**What you will do:** Treat the line containing "[pin] fur hat" as the first line and the final line of the material below as the last; reproduce that range exactly.

↓

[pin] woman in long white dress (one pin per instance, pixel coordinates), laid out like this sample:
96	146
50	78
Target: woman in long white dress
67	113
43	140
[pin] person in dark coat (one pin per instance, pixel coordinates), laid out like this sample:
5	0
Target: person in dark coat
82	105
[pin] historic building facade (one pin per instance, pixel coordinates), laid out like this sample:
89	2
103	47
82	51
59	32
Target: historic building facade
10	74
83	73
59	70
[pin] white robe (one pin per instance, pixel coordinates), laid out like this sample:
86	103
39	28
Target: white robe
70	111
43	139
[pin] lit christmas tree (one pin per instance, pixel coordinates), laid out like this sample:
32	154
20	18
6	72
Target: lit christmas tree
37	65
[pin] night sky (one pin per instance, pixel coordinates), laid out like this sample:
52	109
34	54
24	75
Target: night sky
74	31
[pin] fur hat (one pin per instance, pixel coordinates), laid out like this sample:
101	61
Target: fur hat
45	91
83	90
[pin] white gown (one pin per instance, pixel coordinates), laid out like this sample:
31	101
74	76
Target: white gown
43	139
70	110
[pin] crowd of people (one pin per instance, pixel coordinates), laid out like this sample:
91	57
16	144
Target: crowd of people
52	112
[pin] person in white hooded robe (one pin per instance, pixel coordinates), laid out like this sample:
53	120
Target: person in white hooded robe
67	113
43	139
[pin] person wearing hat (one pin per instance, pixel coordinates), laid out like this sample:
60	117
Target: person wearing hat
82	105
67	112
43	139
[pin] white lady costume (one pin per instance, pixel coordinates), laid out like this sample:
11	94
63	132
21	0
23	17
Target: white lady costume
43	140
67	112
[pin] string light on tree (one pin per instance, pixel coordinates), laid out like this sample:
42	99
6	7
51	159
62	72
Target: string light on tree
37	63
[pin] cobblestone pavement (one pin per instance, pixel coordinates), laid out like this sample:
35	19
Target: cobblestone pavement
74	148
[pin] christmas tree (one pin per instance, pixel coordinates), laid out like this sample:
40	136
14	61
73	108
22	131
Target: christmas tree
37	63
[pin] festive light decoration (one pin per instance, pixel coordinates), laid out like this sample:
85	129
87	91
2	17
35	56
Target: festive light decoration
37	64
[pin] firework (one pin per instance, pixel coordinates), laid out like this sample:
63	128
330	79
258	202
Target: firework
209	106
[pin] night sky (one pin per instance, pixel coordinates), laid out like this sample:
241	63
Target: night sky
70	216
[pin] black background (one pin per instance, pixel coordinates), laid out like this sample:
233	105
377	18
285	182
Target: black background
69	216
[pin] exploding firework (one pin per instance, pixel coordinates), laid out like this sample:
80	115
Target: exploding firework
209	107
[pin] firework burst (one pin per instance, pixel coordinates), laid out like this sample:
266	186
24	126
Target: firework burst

↑

**Written solution:**
[pin] fur hat (one pin per instance, pixel coordinates), laid out like this sample:
101	61
Target: fur hat
45	91
83	90
[pin] white gown (one pin per instance, pixel coordinates), laid out like this sample:
31	101
74	76
Target: white gown
43	139
70	110
[pin] crowd of people (one pin per instance, pixel coordinates), laid out like this sample:
91	57
16	144
Target: crowd of people
52	112
[pin] person in white hooded robe (one pin per instance, pixel coordinates), laid out like this sample:
53	120
Target: person in white hooded robe
67	113
43	139
[pin] person wearing hat (one pin per instance, pixel coordinates), laid out like this sample:
60	117
Target: person wearing hat
82	105
67	112
43	139
[pin] white lady costume (one pin per instance, pixel coordinates), laid out like this sample:
11	94
63	132
21	0
23	17
Target: white lady costume
43	140
67	112
[pin] string light on tree (one pin per instance, pixel coordinates), laid out like this sample:
42	99
6	7
51	159
62	72
Target: string light on tree
37	63
[pin] cobblestone pavement (one pin per instance, pixel coordinates), laid out like this sample:
35	19
Target: cobblestone pavement
74	148
[pin] christmas tree (one pin per instance, pixel coordinates), laid out like this sample:
40	136
14	61
73	108
22	131
Target: christmas tree
37	63
[pin] festive light decoration (one pin per instance, pixel coordinates), laid out like this sample:
85	129
87	91
2	17
35	56
Target: festive light decoration
37	64
[pin] firework (one pin per instance, pixel coordinates), laid out like this sample:
63	128
330	79
258	202
Target: firework
209	106
[pin] night sky (one pin per instance, pixel coordinates), laid out like this sample:
241	63
Target: night sky
70	216
[pin] black background (one pin per instance, pixel coordinates), laid out like this sample:
233	105
377	18
285	182
Target: black background
69	216
[pin] exploding firework (one pin per instance, pixel coordinates), laid out like this sample:
80	115
Target: exploding firework
209	107
[pin] firework burst (one pin per instance, pixel coordinates), laid out like this sample:
266	186
24	126
Target: firework burst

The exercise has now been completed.